**ページ本文**
****
Uh-Huh / John Cougar Mellencamp

天使か悪魔か / ジョン・クーガー・メレンキャンプ 1983年
 進藤むつみのおすすめCD (vol.9)

get "Uh-Huh"John Mellencamp の音楽を聞くと、ある景色が思い浮かびます。それは農場の中を地平線までも延びる道、広大なアメリカの大地の姿です。彼は人口が2万人に満たない小さな町で、生まれ育ったそうです。すると、彼を育んだ景色が、そのまま歌われているのかもしれません。


John Mellencamp は、David Bowie のマネージメントをしていた Tony Defries に、見出されてデビューします。ただし、その時つけられた名前は Johnny Cougar(セカンド・アルバムからは John Cougar)でした。彼はこの名前を相当嫌っていたようで、前作 "American Fool" のヒットを期に、この "Uh-Huh" からは、本名の Mellencamp を名乗るようになります。

ポップ・スターになる事を拒絶した、ロックン・ローラーの反骨精神が、そのままサウンドに現れます。スタジオ録音というより、ライヴのようにアーシーな演奏。「ロックっていうのは、こういうものだ」と言う、彼の声が聞こえるみたいです。

ファンキーなリズムの "Crumblin' Down"(全米9位)、ノスタルジックを感じさせる "Pink Houses"(8位)、アーシーな "Authority Song(15位)"、軽快な "Warmer Places to Sleep" までは、息をつかせぬまま一気に駆け抜けます。一息つけてから後半戦。豪快なギター・リフの "Play Guitar" で再開して、シットリとした "Golden Gates" で締めくくるあたり、曲構成も良く出来てるなあ。全部で33分弱という演奏時間なのに、物足りなく思わないものね。それとギター・リフは、全部シンプルでいてカッコ良い!

土臭く骨太なサウンド。物凄く男臭い歌声。だけどきっと彼は、純粋な人なんだよね。夢や理想を捨てられない姿が、そのまま歌詞に出ています。自分らしく生きたい、納得出来ない事には従えないよって。
****
**課題内容**
次の記述1.～3.は、上のアルバム「Uh-Huh」の紹介文の内容と一致しますか。各記述に「はい」または「いいえ」で答え、判断の根拠となる本文の語句をそのまま引用してください。
1. メレンキャンプは、David Bowie のマネージメントをしていた人物に見出されてデビューした。
2. "Pink Houses" は全米9位を記録した。
3. このアルバムの演奏時間は全部で40分を超える。

**提供資料**
****
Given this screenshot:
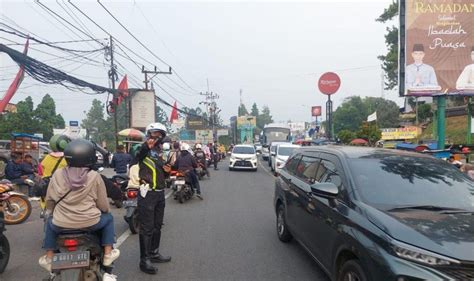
****
**解答**
1. はい。「David Bowie のマネージメントをしていた Tony Defries に、見出されてデビューします」
2. いいえ。「ノスタルジックを感じさせる "Pink Houses"(8位)」
3. いいえ。「全部で33分弱という演奏時間」